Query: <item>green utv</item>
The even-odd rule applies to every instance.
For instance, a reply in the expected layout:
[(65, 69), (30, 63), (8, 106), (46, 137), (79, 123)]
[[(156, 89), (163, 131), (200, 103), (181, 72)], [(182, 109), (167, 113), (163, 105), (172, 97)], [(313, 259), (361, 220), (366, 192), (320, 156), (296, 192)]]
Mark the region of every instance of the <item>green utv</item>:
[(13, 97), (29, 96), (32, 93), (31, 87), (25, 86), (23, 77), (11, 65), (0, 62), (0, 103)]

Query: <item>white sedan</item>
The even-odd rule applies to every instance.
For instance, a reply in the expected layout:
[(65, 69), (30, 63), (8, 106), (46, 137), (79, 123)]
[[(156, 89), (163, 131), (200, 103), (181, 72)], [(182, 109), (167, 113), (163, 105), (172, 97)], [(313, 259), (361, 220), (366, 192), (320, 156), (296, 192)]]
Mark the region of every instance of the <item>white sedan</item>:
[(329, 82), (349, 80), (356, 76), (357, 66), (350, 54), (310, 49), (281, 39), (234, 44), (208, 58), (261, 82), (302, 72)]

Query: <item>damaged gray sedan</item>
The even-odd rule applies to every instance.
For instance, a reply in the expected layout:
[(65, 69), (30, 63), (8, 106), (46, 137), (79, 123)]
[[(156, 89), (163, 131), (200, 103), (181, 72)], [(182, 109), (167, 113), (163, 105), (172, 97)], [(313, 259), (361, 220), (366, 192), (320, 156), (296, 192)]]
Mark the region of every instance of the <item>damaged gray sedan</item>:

----

## TWOJE ZADANIE
Przepisz ponownie wiersze od tego, w którym jest „Query: <item>white sedan</item>”, do tego, w którym jest „Mark the region of every instance of the <item>white”, włącznie z obydwoma, zamieniając w nich „white sedan” na „black sedan”. Poza tą zamianą nic w nich nie zmieniaj.

## OSTATECZNA ODPOWIEDŹ
Query: <item>black sedan</item>
The even-odd rule applies to every instance.
For instance, a reply in the expected layout:
[(65, 69), (30, 63), (8, 106), (46, 137), (79, 123)]
[[(156, 89), (163, 131), (200, 103), (181, 72)], [(182, 109), (167, 113), (163, 105), (172, 97)], [(313, 259), (361, 220), (366, 192), (320, 156), (296, 192)]]
Mark the region of every instance of the <item>black sedan</item>:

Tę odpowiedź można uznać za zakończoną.